- Tarefa proposta 1:
Pode devolver o texto sobre o Purgatório na íntegra, sem alterar nenhuma palavra?
##### Trecho exibido
Será que os católicos estão certos em rezar pelos mortos e em acreditar que tais orações podem ajudar a libertar almas do Purgatório?
Michael F. Ross, no Christian Research Journal, afirma que “o Purgatório é uma ideia extrabíblica, importada para a igreja na Idade Média – um produto da tradição, mas não das Escrituras”. Outros, como W.Y. Evans-Wentz, argumentaram que a ideia do Purgatório tem origem pagã, tendo sido inventada quando “a doutrina irlandesa do Outro Mundo em todos os seus aspectos, mas especificamente à medida que o mundo subterrâneo dos Sidhe ou do povo das fadas, foi combinado à Doutrina greco-romana do Hades.” Todavia, a oração pelos mortos e a crença em chamas temporais do purgatório não têm origem medieval nem pagã. Na verdade, há evidências claras da crença judaica sobre isso que remontam às crenças cristãs sobre o assunto (ambas as quais são muito anteriores à Idade Média). Por exemplo, muitos cristãos não sabem que é uma prática judaica padrão a oração pelos mortos. O antigo “Kadish dos Enlutados” é uma oração aramaica que ainda hoje é feita e é recitada em nome dos mortos. Como explica a Biblioteca Virtual Judaica,
O Kadish dos Enlutados é recitado durante onze meses a partir do dia da morte e também no yahrzeit (aniversário da morte). Uma pessoa pode recitar o Kadish não apenas para os pais, mas também para um filho, irmão ou parente. Um filho adotivo deveria dizer isso pelos pais adotivos que o criaram.
##########
##### Registros de origem
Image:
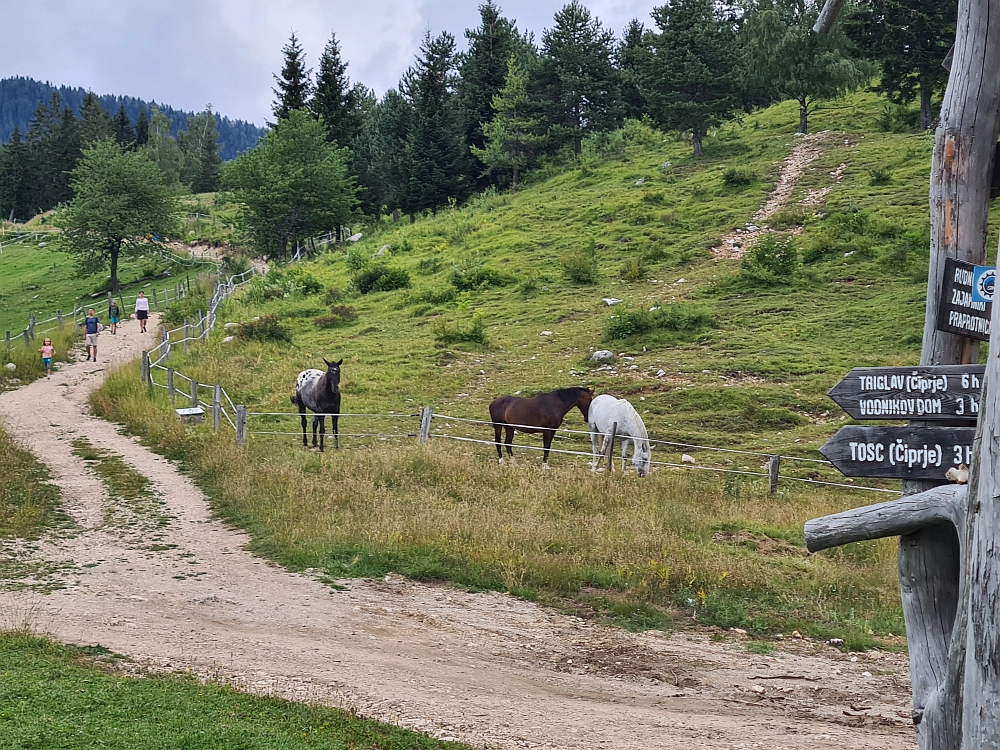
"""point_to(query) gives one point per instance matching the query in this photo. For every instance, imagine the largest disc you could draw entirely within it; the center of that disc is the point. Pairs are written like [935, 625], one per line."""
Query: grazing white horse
[605, 410]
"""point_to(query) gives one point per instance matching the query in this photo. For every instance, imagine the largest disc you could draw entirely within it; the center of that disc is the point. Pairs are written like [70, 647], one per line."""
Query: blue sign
[983, 280]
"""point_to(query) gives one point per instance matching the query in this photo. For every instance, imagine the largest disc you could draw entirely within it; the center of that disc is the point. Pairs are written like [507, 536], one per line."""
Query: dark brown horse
[542, 414]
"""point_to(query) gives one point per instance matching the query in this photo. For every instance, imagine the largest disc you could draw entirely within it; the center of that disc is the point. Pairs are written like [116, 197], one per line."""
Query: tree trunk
[926, 120]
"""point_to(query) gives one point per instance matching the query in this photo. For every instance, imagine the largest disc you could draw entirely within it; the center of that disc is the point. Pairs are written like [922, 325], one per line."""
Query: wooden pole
[773, 466]
[241, 425]
[426, 414]
[216, 406]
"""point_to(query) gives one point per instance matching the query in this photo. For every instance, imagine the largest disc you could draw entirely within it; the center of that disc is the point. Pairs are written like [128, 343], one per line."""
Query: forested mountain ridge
[20, 97]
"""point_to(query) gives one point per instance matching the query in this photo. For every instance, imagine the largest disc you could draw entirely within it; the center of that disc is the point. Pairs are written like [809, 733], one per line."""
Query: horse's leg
[305, 423]
[547, 436]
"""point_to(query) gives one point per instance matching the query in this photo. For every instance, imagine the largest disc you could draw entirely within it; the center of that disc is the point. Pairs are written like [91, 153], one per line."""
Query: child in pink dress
[47, 351]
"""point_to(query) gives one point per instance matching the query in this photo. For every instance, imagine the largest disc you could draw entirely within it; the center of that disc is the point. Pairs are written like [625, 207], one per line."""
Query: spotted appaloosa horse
[542, 414]
[319, 392]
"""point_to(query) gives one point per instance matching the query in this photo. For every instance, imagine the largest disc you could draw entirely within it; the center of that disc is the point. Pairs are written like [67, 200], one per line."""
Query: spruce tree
[141, 129]
[786, 58]
[483, 69]
[294, 86]
[689, 73]
[576, 79]
[124, 134]
[334, 100]
[95, 123]
[438, 156]
[511, 136]
[909, 39]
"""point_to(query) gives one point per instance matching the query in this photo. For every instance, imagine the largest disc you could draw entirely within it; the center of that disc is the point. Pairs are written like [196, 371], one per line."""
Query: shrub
[281, 282]
[734, 177]
[379, 277]
[474, 275]
[340, 315]
[771, 260]
[677, 317]
[448, 333]
[581, 267]
[266, 328]
[633, 269]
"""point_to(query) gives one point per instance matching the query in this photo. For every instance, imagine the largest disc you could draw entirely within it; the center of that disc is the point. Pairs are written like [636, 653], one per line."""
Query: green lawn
[61, 698]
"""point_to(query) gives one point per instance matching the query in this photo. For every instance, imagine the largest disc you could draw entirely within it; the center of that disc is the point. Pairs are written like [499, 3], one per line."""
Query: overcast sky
[189, 53]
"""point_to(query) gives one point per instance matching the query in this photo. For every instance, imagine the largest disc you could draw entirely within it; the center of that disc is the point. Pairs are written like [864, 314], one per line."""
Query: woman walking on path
[142, 310]
[114, 316]
[91, 328]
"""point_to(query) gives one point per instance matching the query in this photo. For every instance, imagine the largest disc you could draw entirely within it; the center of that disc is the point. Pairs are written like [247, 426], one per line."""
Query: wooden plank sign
[957, 312]
[945, 392]
[899, 452]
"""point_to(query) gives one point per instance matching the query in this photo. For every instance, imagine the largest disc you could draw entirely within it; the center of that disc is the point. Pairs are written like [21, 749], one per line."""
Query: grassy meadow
[74, 698]
[505, 295]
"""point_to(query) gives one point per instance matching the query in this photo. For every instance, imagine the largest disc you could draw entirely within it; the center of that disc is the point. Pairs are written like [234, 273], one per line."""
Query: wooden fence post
[773, 466]
[426, 414]
[241, 425]
[216, 406]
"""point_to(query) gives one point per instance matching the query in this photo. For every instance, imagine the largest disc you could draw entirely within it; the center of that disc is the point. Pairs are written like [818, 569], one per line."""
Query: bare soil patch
[485, 668]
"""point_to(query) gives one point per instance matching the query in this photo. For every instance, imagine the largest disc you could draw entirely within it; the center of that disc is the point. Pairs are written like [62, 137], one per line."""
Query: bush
[266, 328]
[281, 282]
[677, 317]
[633, 269]
[379, 277]
[340, 315]
[771, 260]
[473, 275]
[734, 177]
[581, 267]
[448, 333]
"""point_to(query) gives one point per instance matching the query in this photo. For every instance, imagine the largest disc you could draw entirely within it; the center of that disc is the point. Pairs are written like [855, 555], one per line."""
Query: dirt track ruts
[484, 668]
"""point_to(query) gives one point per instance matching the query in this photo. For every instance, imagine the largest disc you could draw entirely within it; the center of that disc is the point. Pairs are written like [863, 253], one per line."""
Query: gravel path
[484, 668]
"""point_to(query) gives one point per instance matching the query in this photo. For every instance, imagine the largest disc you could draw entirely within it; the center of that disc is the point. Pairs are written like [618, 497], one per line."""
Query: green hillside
##########
- Tarefa proposta 2:
Pode converter em uma lista JSON de strings as linhas dos registros que vão do início até a linha que contém "[935, 625], one", ambas incluídas, com uma string por linha e sem as linhas em branco? Deixe as imagens fora da resposta.

- Resposta final 1:
Será que os católicos estão certos em rezar pelos mortos e em acreditar que tais orações podem ajudar a libertar almas do Purgatório?
Michael F. Ross, no Christian Research Journal, afirma que “o Purgatório é uma ideia extrabíblica, importada para a igreja na Idade Média – um produto da tradição, mas não das Escrituras”. Outros, como W.Y. Evans-Wentz, argumentaram que a ideia do Purgatório tem origem pagã, tendo sido inventada quando “a doutrina irlandesa do Outro Mundo em todos os seus aspectos, mas especificamente à medida que o mundo subterrâneo dos Sidhe ou do povo das fadas, foi combinado à Doutrina greco-romana do Hades.” Todavia, a oração pelos mortos e a crença em chamas temporais do purgatório não têm origem medieval nem pagã. Na verdade, há evidências claras da crença judaica sobre isso que remontam às crenças cristãs sobre o assunto (ambas as quais são muito anteriores à Idade Média). Por exemplo, muitos cristãos não sabem que é uma prática judaica padrão a oração pelos mortos. O antigo “Kadish dos Enlutados” é uma oração aramaica que ainda hoje é feita e é recitada em nome dos mortos. Como explica a Biblioteca Virtual Judaica,
O Kadish dos Enlutados é recitado durante onze meses a partir do dia da morte e também no yahrzeit (aniversário da morte). Uma pessoa pode recitar o Kadish não apenas para os pais, mas também para um filho, irmão ou parente. Um filho adotivo deveria dizer isso pelos pais adotivos que o criaram.

- Resposta final 2:
[
  "Image:",
  "\"\"\"point_to(query) gives one point per instance matching the query in this photo. For every instance, imagine the largest disc you could draw entirely within it; the center of that disc is the point. Pairs are written like [935, 625], one per line.\"\"\""
]